Detecting Fraud With Oversampling Techniques and Sparsity Contraints

Background

How did this project come to be?

Motivation

In recent years, there has been a huge surge in the usage of online platforms like Reddit, Yelp, and Amazon. While the usage of such platforms has positively influenced our daily lives, fraudulent activities is amid this rapid increase in digital data volume and anonymity of online networks. Fraudulent behaviors are executed and hidden in plain sight of this vast amount of online records. Thus, enhancing fraud detection is crucial to protect us from fraudsters against harmful scams, and even criminal activities. By tackling this fraud detection task, we hope to contribute to protecting us against scams.

Need For Better Fraud Detection Method

Many techniques exist to combat fraud; however, they often fail to capture the imbalanced class structure in data involving fraudulent activities. It's important to tackle such concern so we can harness its power to correctly predict anomalies. So, the question remains: How can we effectively detect and mitigate fraudulent activities, especially when faced with imbalanced datasets? Our research contributes to the study of such concern with a model that harnesses the strengths of many existing techniques from different domains.

Dataset items:
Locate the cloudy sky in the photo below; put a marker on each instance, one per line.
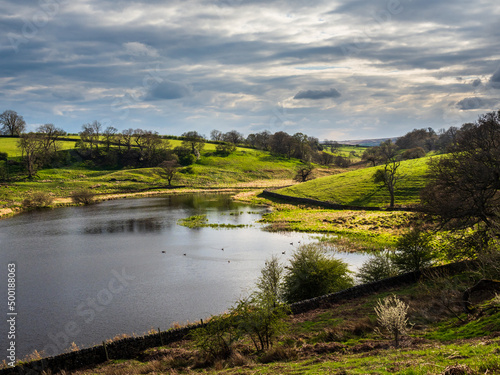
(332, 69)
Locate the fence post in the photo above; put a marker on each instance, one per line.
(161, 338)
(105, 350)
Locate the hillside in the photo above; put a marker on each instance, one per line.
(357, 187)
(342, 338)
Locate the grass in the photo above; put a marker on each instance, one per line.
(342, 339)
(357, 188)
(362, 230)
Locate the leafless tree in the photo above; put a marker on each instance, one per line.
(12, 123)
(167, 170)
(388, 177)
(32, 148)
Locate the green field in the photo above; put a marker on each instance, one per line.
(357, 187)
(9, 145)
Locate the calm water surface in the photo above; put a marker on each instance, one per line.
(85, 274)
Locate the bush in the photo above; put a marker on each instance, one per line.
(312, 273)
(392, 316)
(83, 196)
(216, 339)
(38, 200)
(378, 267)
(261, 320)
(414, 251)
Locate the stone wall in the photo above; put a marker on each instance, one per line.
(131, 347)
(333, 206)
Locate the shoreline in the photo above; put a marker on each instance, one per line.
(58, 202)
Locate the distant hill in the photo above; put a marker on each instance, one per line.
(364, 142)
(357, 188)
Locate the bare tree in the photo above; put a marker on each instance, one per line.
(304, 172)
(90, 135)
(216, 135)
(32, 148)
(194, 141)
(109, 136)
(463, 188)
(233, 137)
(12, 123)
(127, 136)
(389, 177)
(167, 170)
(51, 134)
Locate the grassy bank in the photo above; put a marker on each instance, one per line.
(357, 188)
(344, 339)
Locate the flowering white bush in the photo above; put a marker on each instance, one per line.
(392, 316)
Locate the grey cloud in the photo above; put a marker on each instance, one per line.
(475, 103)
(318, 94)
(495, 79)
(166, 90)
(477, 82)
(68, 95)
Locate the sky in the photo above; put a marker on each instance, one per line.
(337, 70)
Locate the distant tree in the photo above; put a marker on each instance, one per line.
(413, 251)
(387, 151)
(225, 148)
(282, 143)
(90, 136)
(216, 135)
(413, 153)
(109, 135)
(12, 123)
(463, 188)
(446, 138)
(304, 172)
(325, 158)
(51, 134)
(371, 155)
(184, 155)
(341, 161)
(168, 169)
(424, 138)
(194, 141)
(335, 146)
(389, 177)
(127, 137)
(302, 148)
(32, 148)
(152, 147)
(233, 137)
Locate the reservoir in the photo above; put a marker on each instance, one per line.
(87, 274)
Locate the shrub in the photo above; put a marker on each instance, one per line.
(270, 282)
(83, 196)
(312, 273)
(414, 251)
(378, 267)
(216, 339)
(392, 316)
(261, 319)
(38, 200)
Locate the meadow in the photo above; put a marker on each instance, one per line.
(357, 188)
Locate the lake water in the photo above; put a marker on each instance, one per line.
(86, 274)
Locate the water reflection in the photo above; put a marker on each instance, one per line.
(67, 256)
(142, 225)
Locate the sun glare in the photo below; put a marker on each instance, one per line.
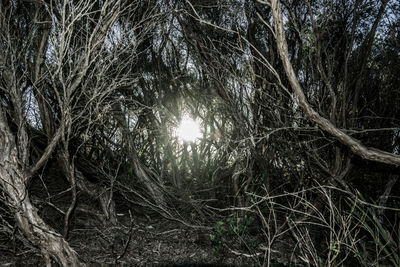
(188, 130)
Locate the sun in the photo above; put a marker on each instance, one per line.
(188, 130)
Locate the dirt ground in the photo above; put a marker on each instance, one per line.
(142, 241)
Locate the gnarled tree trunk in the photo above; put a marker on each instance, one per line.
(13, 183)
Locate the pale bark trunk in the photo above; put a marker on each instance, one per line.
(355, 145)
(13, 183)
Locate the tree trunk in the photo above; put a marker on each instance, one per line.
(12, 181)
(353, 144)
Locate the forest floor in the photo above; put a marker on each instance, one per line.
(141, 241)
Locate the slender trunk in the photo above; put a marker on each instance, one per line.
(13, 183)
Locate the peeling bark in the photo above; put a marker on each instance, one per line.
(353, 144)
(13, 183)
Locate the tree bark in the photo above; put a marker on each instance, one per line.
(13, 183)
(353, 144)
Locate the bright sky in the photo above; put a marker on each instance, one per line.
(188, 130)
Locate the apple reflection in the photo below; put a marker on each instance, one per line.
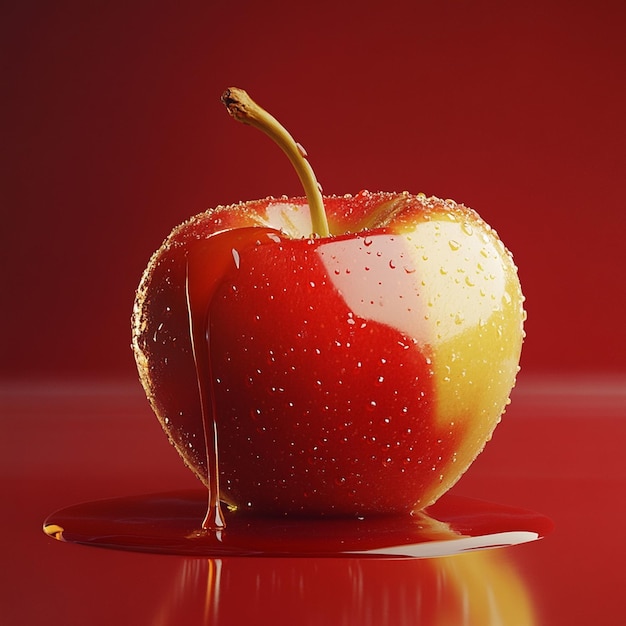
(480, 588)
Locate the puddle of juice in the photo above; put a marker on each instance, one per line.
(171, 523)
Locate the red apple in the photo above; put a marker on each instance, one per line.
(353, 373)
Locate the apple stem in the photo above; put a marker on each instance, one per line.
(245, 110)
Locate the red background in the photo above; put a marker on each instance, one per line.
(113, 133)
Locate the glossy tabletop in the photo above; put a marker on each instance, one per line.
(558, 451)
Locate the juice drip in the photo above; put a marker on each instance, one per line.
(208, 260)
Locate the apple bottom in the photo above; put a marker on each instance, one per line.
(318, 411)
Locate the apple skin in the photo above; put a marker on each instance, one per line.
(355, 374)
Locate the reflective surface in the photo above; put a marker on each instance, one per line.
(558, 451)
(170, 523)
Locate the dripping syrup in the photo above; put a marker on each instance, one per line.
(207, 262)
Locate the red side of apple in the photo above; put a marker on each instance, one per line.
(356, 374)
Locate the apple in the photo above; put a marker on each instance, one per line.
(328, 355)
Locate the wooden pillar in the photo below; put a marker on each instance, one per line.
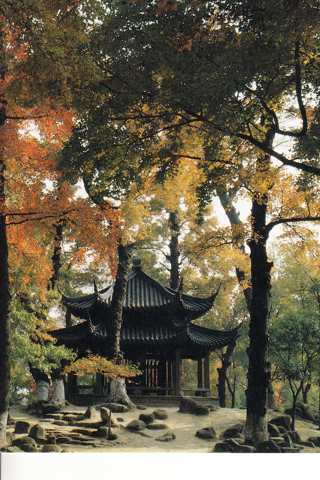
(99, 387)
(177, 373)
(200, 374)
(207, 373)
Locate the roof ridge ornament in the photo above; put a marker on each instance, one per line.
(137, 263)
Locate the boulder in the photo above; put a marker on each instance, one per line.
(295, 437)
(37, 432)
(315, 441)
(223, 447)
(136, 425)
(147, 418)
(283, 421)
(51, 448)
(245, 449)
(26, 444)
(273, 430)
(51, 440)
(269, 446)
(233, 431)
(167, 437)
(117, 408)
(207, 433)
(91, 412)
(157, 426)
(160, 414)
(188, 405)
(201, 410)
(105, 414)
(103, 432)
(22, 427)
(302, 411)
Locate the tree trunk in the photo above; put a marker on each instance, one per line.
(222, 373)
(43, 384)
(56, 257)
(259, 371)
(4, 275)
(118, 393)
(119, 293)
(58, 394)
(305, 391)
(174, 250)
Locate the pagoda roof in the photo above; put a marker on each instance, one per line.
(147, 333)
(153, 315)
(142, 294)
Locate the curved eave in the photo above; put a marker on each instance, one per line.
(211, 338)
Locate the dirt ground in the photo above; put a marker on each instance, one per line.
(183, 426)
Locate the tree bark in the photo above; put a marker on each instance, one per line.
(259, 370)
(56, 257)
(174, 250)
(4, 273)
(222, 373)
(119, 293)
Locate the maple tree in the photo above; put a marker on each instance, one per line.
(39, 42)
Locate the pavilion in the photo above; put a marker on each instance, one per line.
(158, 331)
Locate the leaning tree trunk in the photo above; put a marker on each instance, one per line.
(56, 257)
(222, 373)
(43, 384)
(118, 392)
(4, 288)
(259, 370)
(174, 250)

Exercise set:
a – Name every online platform that the fraud detection text mentions by name.
b – According to the fraud detection text, what do many existing techniques for combating fraud often fail to capture?
c – Carry the fraud detection text forward from its final sentence.

Response list:
a – Reddit, Yelp, Amazon

b – They often fail to capture the imbalanced class structure in data involving fraudulent activities.

c –
Our Proposed Solution

Our proposed solution utilizes a combination of 2 models: GraphSMOTE and SparseGAD. GraphSMOTE, although not commonly used for fraud detection, is an oversampling technique that identifies minority class nodes and creates new nodes that resemble those minority class data points, thus helping it balance. Since datasets involving fraud detection are hugely imbalanced, GraphSMOTE will help us balance the class distribution in the graph. We will then take the output of this GraphSMOTE and feed it into SparseGAD, known for anomaly detection by introducing sparsity constraints. Such constraints help highlight significant connections, and anything that substantially deviates from that will be looked into further for fraud. Upon applying these techniques, we utilize Graph Neural Networks (GNNs) for our model.

Dataset

Details on our dataset

Our model utilizes three datasets - Amazon, Yelp, and Reddit. These datasets are obtained from the Deep Graph Library (DGL) and PyGOD in graph format. Each dataset exhibits class imbalance:

Amazon Dataset: Features product reviews under the Musical Instruments category. It's a binary classification task with a 1:10.5 positive (fraudulent) to negative (benign) ratio.
Yelp Dataset: Consists of hotel and restaurant reviews, with a 1:5.9 imbalance between spam and legitimate reviews.
Reddit Dataset: Comprises community posts from September 2014, with 3.3% anomalies detected.

Methods

Timeline of development for our model.

Oversampling Technique

GraphSMOTE

We feed our imbalanced datasets into GraphSMOTE, which balances it by generating synthetic nodes. It addresses the imbalance by adding synthetic anomalous nodes to the graph, amplifying the minority class. These synthetic nodes maintain connections with existing nodes while preserving heterogeneity among links.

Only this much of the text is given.